### Aim of the task:
Without any pictures, output the records exactly as they are.

### Entries supplied:
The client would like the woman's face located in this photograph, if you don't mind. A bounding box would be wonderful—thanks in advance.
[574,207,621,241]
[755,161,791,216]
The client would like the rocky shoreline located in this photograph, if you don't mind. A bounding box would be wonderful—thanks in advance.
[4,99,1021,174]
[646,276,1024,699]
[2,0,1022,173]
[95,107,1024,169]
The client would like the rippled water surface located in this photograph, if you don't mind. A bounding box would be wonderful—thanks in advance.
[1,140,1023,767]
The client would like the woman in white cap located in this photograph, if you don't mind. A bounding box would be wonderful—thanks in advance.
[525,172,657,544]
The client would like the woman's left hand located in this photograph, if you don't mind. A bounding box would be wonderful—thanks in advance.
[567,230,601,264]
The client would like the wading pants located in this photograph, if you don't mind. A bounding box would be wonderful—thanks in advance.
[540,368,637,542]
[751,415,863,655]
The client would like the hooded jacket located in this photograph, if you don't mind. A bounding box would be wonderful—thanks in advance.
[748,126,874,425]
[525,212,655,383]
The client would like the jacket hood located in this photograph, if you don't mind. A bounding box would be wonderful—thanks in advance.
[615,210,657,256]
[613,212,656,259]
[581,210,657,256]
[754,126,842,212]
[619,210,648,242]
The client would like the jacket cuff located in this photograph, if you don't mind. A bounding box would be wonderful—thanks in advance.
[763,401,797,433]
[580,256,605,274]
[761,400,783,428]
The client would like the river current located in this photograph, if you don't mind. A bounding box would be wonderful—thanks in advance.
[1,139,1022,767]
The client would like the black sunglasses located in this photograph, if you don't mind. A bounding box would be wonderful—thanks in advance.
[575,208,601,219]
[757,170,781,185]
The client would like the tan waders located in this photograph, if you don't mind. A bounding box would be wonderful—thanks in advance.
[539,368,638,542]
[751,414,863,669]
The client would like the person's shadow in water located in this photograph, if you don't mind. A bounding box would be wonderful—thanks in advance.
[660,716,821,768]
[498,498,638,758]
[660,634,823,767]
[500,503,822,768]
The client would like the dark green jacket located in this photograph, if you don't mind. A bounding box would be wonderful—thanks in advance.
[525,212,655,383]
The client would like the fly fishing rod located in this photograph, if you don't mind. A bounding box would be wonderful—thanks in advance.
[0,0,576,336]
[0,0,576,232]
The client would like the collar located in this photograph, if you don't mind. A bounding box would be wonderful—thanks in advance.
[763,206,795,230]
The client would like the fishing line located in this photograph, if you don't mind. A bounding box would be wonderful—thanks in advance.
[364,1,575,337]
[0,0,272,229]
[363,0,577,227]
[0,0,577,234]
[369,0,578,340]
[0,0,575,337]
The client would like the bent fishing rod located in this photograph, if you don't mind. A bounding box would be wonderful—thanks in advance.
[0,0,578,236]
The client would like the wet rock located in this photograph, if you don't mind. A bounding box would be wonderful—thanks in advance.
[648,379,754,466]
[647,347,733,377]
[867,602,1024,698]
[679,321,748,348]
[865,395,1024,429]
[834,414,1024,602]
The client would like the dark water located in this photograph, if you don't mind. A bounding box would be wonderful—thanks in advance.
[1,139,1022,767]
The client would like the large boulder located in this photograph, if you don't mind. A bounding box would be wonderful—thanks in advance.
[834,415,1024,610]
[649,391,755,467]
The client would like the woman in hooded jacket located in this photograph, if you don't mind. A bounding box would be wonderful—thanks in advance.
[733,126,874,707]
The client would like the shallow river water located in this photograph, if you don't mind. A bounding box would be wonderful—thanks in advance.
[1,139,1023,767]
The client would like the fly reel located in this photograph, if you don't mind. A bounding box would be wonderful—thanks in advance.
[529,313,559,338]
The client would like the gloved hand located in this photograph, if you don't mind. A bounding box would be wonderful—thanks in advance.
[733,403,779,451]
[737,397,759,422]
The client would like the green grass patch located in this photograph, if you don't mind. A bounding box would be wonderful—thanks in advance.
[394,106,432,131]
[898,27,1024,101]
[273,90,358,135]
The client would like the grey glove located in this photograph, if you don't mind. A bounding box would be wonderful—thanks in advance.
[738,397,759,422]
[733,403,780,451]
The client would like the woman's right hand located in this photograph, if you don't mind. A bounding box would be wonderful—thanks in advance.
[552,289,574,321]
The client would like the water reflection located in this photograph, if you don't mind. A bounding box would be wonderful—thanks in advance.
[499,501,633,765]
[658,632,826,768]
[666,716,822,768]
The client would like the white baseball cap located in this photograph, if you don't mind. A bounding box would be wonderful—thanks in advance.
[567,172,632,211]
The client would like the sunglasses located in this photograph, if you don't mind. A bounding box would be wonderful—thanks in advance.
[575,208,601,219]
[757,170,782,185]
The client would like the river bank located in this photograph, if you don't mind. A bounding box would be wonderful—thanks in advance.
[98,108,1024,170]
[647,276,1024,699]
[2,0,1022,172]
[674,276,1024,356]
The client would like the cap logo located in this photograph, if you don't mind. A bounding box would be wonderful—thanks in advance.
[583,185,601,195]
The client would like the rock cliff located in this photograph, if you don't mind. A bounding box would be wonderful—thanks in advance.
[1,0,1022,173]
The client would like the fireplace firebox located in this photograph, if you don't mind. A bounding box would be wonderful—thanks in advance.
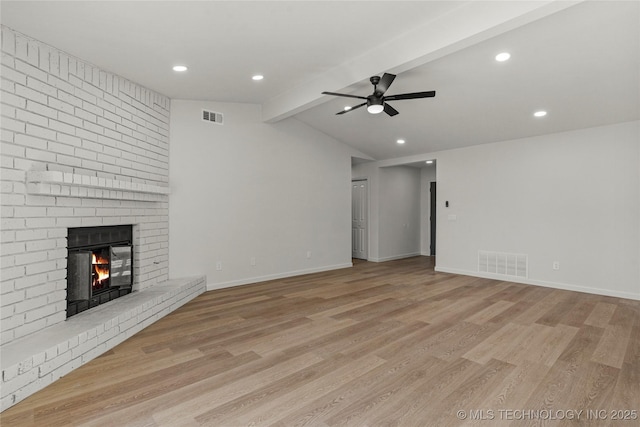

### Exercise result:
The client would like the woman's face located in this photograph, if you don't mind. A bounding box would be wonderful—thanks in advance.
[574,207,621,241]
[755,161,791,216]
The client would like the rocky shoreline located in this photograph, if you don't mind. A bounding box would be wonderful—thanks in advance.
[4,99,1021,174]
[646,276,1024,699]
[2,0,1022,173]
[95,107,1024,169]
The client would like the rippled water surface located in this photograph, if you don't mind. A bounding box would be wonderful—thanks in advance.
[1,140,1023,767]
The client would like the woman in white cap located in this photograph, if you don't mind. A bounding box would be wonderful—thanks in advance.
[525,172,657,544]
The client would like the woman's left hand located in this photograph, if you don't mind. A bounding box would be wonderful—thanks in advance.
[567,230,601,264]
The client would like the wading pants located in this photograph, if you don't mind. A bounding box would be wonderful—thanks in advance.
[540,368,637,542]
[751,415,863,655]
The client would like the hooded jacket located in this photograph, if you don't mind. A bounding box would be wonderful—thanks in advance.
[748,126,874,425]
[525,212,655,383]
The client would like the jacket hood located in this photograph, if you don't mind. A bounding box would be wonderful—thanks in advance.
[615,210,657,256]
[613,212,656,259]
[581,210,657,256]
[754,126,842,212]
[619,210,648,242]
The client would like the jacket cuff located in this photograph, if you don't mind. A bounding box would be wonderful—thanks in advance.
[763,401,797,433]
[580,256,605,274]
[761,400,783,428]
The client would like the river current located in this photograph, if you don't mind. A bounding box would be wonderful—thanks in advance.
[1,139,1022,767]
The client would like the black sunglasses located in this photograph, if you don't mind. A bounding box would be wonderful—thanks in advance.
[575,208,601,219]
[757,170,781,185]
The client would like the tan waders located in this photograph, if you don't mind. A bounding box would be wonderful—thanks in advance.
[539,368,638,542]
[751,414,863,669]
The client would like the person's shadow in water located in this photograph, if you don't mind. A bounding box would be wonderful—thanks in advance.
[660,716,821,768]
[498,498,638,758]
[660,634,823,767]
[500,503,822,768]
The client would like the dark green jacket located in this photograph, if you don't mind. A bounding box would be wonderful—thanks in advance.
[525,212,655,383]
The client would like the fly fishing rod located in this photograph, if you don't mind. A bounding box would be wonderful—thanks in advance.
[0,0,576,336]
[0,0,576,232]
The client would like the collar located in this photograph, if you don't mind. A bounding box would be wonderful—thanks in advance.
[763,206,795,230]
The client would like the fishing line located in this photograph, if you don't mind. A bounding box would be wonderful—thanks in advance.
[364,1,575,337]
[0,0,272,229]
[363,0,577,227]
[0,0,577,234]
[369,0,578,340]
[0,0,575,337]
The client would like the bent fishing rod located in this photograph, if you don't mind. A bounding box would be wonderful—thanks in advance.
[0,0,578,236]
The client would like the wet rock located in this photograph, if you don't mind. A bounding box would be wonderful—thanks in advance.
[648,379,754,466]
[647,347,733,377]
[867,602,1024,698]
[679,321,748,348]
[865,395,1024,429]
[834,414,1024,602]
The client would like the dark water located in this photograph, if you don't mind. A bounding box would be wonderful—thanks in advance.
[1,139,1022,767]
The client would like the large boulder located in this photograph, if you don't mind. A bounding box would be wonderful—thanks in advance.
[834,415,1024,610]
[649,391,755,467]
The client would like the woman in hooded jacket located in this photograph, if you don't mind. A bounding box would be wonderful—thanks in advance.
[733,126,874,707]
The client would like the shallow river water located in this photograph, if you don't mind. A bounding box would be wonderful—thanks in advance.
[1,139,1023,767]
The client would like the fly reel located in this photograph, if you don't mind. A bounding box would be wonderful—thanks in advance.
[529,313,559,338]
The client would like the gloved hand located in this photograph, if you don't mind. A bounding box would be wonderful—thanks in advance.
[733,403,779,451]
[737,397,759,422]
The client would like the green grass patch located in this photograph, if you don't mind. A bounding box would be wonderful—thanks in advance.
[394,106,432,131]
[898,27,1024,101]
[273,90,358,135]
The client would like the grey glove located in this photograph, if you don't mind. A bounding box would be wonderful—thanks in advance.
[738,397,759,422]
[733,403,780,451]
The client would like the woman's right hand located in this photograph, if you don't mind. A bounding box would be wonderful—thanks in advance.
[552,289,574,321]
The client would like the water reflection located in this photograph, if you don't mind. A bounding box would be wonderful—thanks in advance.
[499,501,633,765]
[658,632,826,768]
[666,716,822,768]
The client would like the white baseball cap located in this photograph, if you don't mind. A bounding box would be wonderful—thanks in advance.
[567,172,632,211]
The client would like the sunglasses located in this photograph, if you don't mind. A bounding box would be wonderful—thanks in advance.
[575,208,601,219]
[757,170,782,185]
The client would like the river bank located in this photograph, if you don't mind. A bounding box would be wonderful—thanks in advance.
[98,108,1024,170]
[647,276,1024,699]
[2,0,1022,172]
[674,276,1024,356]
The client would like the cap logo located in this photograph, if you don't mind. A bounding box would be wonderful—thanks in advance.
[583,185,601,195]
The client would like the rock cliff located in this photograph, if you don't mind. A bounding box would be wonderful—thanks in advance.
[1,0,1022,173]
The client would like the fireplace firebox located in this photograph, if you don't mind. A bounding box would be wonderful—thanks in advance.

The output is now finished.